*EXERCISE REQUIREMENTS:*
Retype the data below line for line, with no change to any character.

*RECORDS FOR THE EXERCISE:*
────────────────────────────────────────

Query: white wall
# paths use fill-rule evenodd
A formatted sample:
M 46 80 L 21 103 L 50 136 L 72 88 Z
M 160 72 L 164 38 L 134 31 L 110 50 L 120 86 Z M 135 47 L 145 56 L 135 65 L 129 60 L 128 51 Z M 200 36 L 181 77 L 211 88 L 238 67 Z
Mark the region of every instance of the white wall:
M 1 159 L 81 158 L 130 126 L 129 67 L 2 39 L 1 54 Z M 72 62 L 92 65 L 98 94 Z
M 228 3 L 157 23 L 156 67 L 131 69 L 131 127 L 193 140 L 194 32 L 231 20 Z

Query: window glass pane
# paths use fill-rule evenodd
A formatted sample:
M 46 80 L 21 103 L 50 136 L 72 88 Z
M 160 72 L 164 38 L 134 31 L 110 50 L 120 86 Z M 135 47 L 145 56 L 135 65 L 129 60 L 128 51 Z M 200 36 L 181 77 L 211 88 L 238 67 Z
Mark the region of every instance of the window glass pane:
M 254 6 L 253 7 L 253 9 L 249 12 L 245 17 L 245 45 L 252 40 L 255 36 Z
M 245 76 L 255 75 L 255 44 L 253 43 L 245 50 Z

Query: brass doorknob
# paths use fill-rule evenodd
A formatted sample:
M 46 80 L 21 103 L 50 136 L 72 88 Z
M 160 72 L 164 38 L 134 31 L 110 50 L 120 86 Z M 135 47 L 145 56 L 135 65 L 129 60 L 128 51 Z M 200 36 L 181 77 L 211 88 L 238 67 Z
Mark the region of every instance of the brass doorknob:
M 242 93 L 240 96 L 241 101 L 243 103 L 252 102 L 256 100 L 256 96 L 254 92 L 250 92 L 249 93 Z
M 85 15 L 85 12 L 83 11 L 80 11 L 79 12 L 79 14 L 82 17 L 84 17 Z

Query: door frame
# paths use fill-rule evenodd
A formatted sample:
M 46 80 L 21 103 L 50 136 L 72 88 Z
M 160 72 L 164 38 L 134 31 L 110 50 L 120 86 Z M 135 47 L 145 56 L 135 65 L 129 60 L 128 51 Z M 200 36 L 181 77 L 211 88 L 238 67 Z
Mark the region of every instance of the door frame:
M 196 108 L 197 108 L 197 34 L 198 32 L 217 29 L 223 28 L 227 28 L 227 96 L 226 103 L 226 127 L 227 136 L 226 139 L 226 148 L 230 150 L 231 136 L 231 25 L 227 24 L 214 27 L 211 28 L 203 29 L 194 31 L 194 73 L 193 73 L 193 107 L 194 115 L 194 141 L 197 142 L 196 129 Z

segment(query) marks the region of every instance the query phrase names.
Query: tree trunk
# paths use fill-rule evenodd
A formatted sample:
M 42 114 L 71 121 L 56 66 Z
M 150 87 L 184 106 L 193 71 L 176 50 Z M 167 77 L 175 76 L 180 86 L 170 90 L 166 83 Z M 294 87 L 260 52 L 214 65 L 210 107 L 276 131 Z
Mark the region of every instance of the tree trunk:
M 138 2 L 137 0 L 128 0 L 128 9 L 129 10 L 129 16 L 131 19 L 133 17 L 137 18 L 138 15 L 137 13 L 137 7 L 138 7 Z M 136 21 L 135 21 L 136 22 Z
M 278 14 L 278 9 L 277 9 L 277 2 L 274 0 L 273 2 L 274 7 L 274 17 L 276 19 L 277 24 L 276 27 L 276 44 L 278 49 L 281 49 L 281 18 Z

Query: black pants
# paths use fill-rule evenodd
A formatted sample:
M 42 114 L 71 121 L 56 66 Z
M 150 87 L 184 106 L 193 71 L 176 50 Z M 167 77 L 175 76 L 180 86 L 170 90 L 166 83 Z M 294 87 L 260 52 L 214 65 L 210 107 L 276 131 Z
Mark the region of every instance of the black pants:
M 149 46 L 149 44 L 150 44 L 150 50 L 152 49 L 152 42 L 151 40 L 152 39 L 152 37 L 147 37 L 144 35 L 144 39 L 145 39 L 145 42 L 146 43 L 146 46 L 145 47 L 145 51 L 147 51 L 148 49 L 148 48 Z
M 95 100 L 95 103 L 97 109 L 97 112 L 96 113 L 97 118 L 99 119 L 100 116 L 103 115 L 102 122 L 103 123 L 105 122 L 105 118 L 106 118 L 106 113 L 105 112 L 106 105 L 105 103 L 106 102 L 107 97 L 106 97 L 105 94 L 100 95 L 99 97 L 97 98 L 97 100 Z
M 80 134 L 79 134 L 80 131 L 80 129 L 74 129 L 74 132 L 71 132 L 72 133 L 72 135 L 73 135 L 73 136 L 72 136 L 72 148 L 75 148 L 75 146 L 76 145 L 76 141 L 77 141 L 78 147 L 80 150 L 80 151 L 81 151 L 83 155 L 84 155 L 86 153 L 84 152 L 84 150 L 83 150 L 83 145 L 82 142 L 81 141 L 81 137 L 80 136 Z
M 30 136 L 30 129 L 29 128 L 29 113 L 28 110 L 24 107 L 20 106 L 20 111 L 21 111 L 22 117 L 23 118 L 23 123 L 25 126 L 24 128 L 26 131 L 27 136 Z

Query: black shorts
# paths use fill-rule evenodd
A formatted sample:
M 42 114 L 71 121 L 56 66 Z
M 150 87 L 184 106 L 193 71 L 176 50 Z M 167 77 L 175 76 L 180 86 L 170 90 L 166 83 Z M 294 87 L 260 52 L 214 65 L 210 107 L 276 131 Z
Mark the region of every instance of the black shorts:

────────────────────────────────────────

*THE RESPONSE:*
Query: white wall
# paths use fill-rule evenodd
A formatted sample:
M 46 80 L 21 103 L 50 136 L 72 88 Z
M 160 72 L 164 38 L 134 31 L 110 50 L 120 86 Z M 135 47 L 145 56 L 135 65 L 129 60 L 128 51 Z M 200 36 L 181 77 L 211 88 L 238 67 Z
Mark the region of every instance of the white wall:
M 1 159 L 81 158 L 130 126 L 129 67 L 2 39 L 1 54 Z M 72 62 L 92 65 L 98 94 Z
M 228 3 L 157 23 L 156 67 L 131 69 L 131 127 L 193 140 L 194 32 L 231 20 Z

Query: window glass pane
# paths use fill-rule evenodd
A formatted sample:
M 46 80 L 21 103 L 50 136 L 72 88 Z
M 160 72 L 164 38 L 134 31 L 110 50 L 120 86 Z M 135 47 L 145 56 L 135 65 L 129 60 L 128 51 Z M 200 36 L 181 77 L 211 88 L 238 67 Z
Mark the region of every instance of the window glass pane:
M 254 6 L 253 7 L 253 9 L 249 12 L 245 17 L 245 45 L 252 40 L 255 36 Z
M 245 76 L 255 75 L 255 44 L 253 43 L 245 50 Z

Query: brass doorknob
# paths use fill-rule evenodd
A formatted sample:
M 46 80 L 21 103 L 50 136 L 72 88 Z
M 160 72 L 164 38 L 134 31 L 110 50 L 120 86 Z M 135 47 L 145 56 L 135 65 L 129 60 L 128 51 Z M 200 36 L 181 77 L 211 88 L 238 67 Z
Mark the region of every instance of the brass doorknob:
M 242 93 L 240 96 L 241 101 L 243 103 L 252 102 L 256 100 L 256 96 L 254 92 L 250 92 L 249 93 Z
M 85 15 L 85 12 L 83 11 L 80 11 L 79 12 L 79 14 L 82 17 L 84 17 Z

Query: door frame
# paths use fill-rule evenodd
A formatted sample:
M 46 80 L 21 103 L 50 136 L 72 88 Z
M 160 72 L 164 38 L 134 31 L 110 50 L 120 86 Z M 135 47 L 145 56 L 135 65 L 129 60 L 128 51 Z M 200 36 L 181 77 L 211 88 L 238 67 Z
Mark the region of every instance of the door frame:
M 196 108 L 197 108 L 197 34 L 198 32 L 217 29 L 223 28 L 227 28 L 227 96 L 226 103 L 226 127 L 227 136 L 226 139 L 226 148 L 230 150 L 231 136 L 231 25 L 227 24 L 214 27 L 211 28 L 203 29 L 194 31 L 194 73 L 193 73 L 193 107 L 194 115 L 194 141 L 197 142 L 196 129 Z

segment(query) marks the region of every instance the query phrase names.
Query: tree trunk
# paths use fill-rule evenodd
A formatted sample:
M 42 114 L 71 121 L 56 66 Z
M 150 87 L 184 106 L 193 71 L 176 50 Z M 167 77 L 175 76 L 180 86 L 170 90 L 166 83 Z M 294 87 L 260 52 L 214 65 L 210 107 L 276 131 Z
Mark the region of every instance of the tree trunk:
M 138 2 L 137 0 L 128 0 L 128 9 L 129 10 L 129 16 L 131 19 L 133 17 L 137 18 L 138 15 L 137 13 L 137 7 L 138 7 Z M 136 21 L 135 21 L 136 22 Z
M 278 14 L 278 9 L 277 9 L 277 2 L 274 0 L 273 2 L 274 7 L 274 17 L 276 19 L 277 24 L 276 27 L 276 44 L 278 49 L 281 49 L 281 18 Z

Query: black pants
# paths use fill-rule evenodd
A formatted sample:
M 42 114 L 71 121 L 56 66 Z
M 150 87 L 184 106 L 193 71 L 176 50 Z M 167 77 L 175 76 L 180 86 L 170 90 L 166 83 Z M 294 87 L 260 52 L 214 65 L 210 107 L 276 131 Z
Mark the region of every instance of the black pants:
M 149 46 L 149 44 L 150 44 L 150 50 L 152 49 L 152 42 L 151 40 L 152 39 L 152 37 L 147 37 L 144 35 L 144 39 L 145 39 L 145 42 L 146 43 L 146 46 L 145 47 L 145 51 L 147 51 L 148 49 L 148 48 Z
M 95 100 L 95 103 L 97 109 L 97 112 L 96 113 L 97 118 L 99 119 L 100 116 L 103 115 L 102 122 L 103 123 L 105 122 L 105 118 L 106 118 L 106 113 L 105 112 L 106 105 L 105 103 L 106 102 L 107 97 L 106 97 L 105 94 L 100 95 L 99 97 L 97 98 L 97 100 Z
M 80 134 L 79 134 L 80 131 L 80 129 L 74 129 L 74 132 L 71 132 L 72 133 L 72 135 L 73 135 L 73 136 L 72 136 L 72 148 L 75 148 L 75 146 L 76 145 L 76 141 L 77 141 L 78 147 L 80 150 L 80 151 L 81 151 L 83 155 L 84 155 L 86 153 L 84 152 L 84 150 L 83 150 L 83 145 L 82 142 L 81 141 L 81 137 L 80 136 Z
M 30 136 L 30 129 L 29 128 L 29 113 L 28 110 L 24 107 L 20 106 L 20 111 L 21 111 L 22 117 L 23 118 L 23 123 L 25 126 L 24 128 L 26 131 L 27 136 Z

Query: black shorts
# paths use fill-rule evenodd
A formatted sample:
M 42 114 L 71 121 L 56 66 Z
M 150 87 L 184 106 L 193 71 L 176 50 Z M 167 77 L 175 76 L 180 86 L 170 90 L 166 83 Z M 294 87 L 260 52 L 214 65 L 210 107 L 276 131 Z
Mark the region of every instance of the black shorts:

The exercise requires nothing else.